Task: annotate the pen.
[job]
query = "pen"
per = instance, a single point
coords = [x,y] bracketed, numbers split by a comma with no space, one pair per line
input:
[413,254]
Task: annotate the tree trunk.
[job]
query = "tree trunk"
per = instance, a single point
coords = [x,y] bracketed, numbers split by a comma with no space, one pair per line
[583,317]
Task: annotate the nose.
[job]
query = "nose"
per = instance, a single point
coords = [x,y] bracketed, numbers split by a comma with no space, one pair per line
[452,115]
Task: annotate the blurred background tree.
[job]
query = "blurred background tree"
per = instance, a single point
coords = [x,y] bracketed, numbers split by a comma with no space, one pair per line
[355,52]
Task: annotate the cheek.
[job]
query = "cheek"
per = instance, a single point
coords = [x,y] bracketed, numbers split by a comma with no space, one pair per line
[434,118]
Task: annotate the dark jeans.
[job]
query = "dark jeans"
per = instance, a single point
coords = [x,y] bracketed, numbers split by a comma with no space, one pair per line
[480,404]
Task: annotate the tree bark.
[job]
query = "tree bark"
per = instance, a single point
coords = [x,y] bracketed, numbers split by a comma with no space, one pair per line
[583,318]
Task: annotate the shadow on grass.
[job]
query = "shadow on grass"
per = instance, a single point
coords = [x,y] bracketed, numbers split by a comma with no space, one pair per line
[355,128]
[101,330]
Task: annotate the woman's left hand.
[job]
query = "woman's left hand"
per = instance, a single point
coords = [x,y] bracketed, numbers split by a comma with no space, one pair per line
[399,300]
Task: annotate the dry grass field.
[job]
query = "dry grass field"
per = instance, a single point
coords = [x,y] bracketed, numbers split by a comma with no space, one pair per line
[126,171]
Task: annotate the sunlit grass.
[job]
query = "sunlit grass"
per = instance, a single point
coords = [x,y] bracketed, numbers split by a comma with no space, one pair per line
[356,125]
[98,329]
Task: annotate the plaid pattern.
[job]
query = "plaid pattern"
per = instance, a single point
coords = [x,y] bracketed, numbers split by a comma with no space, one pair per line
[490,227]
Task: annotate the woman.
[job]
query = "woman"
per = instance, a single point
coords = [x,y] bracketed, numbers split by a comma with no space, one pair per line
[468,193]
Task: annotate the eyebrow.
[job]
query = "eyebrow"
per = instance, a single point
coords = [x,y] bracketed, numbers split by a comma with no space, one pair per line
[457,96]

» Problem to work on:
Please copy out each record, character for character.

» The answer:
Task: annotate the pen.
[job]
query = "pen"
per = instance, a single point
coords = [x,y] bracketed, numbers split by a comma with no space, one pair per line
input:
[413,254]
Task: annotate the tree trunk.
[job]
query = "tree trunk"
per = instance, a single point
coords = [x,y] bracketed, numbers split by a comma with no space, one pair per line
[583,317]
Task: annotate the nose.
[job]
query = "nose"
per = instance, a single point
coords = [x,y] bracketed, numbers split by a comma with no space, one pair per line
[452,115]
Task: annotate the blurred background tree.
[job]
query = "blurred background tree"
per = instance, a single point
coords = [x,y] bracketed, numbers split by a comma with no space, one pair per line
[355,52]
Task: annotate the cheek.
[job]
query = "cheek"
per = instance, a single point
coords = [x,y] bracketed, numbers split by a comma with no space, one pair per line
[434,118]
Task: annotate the dark jeans.
[job]
query = "dark jeans"
per = instance, a single point
coords = [x,y] bracketed, numbers split by a comma with no space, one pair per line
[480,404]
Task: annotate the tree bark.
[job]
query = "tree bark"
per = instance, a single point
coords = [x,y] bracketed, numbers split by a comma with no space, one pair per line
[583,318]
Task: annotate the shadow on grass.
[job]
query = "shadow on grass"
per = instance, a single point
coords = [x,y] bracketed, numbers split by a comma with no space, one pair per line
[355,128]
[101,330]
Task: annotate the woman's left hand.
[job]
query = "woman's left hand"
per = instance, a single point
coords = [x,y] bracketed, numbers split by a comma with no space, one pair per line
[399,300]
Task: annotate the dry grass field.
[job]
query = "dry grass field"
per = instance, a single point
coords = [x,y] bracketed, numbers split by a comma with no space, one pair per line
[126,171]
Task: annotate the sunlit grass.
[job]
query = "sunlit grass"
per = instance, a single point
coords = [x,y] bracketed, numbers split by a comma with no space, one pair per line
[356,125]
[98,329]
Task: annotate the plaid pattern.
[job]
query = "plaid pattern"
per = instance, a single point
coords = [x,y] bracketed, numbers split by a comma with no space, one pair per line
[490,227]
Task: annotate the woman.
[job]
query = "woman"
per = instance, a single point
coords = [x,y] bracketed, numbers split by a comma with no space, one pair per line
[468,193]
Task: annotate the eyebrow.
[job]
query = "eyebrow"
per = instance, a single point
coords = [x,y] bracketed, numbers split by a comma with no space, one pair per line
[457,96]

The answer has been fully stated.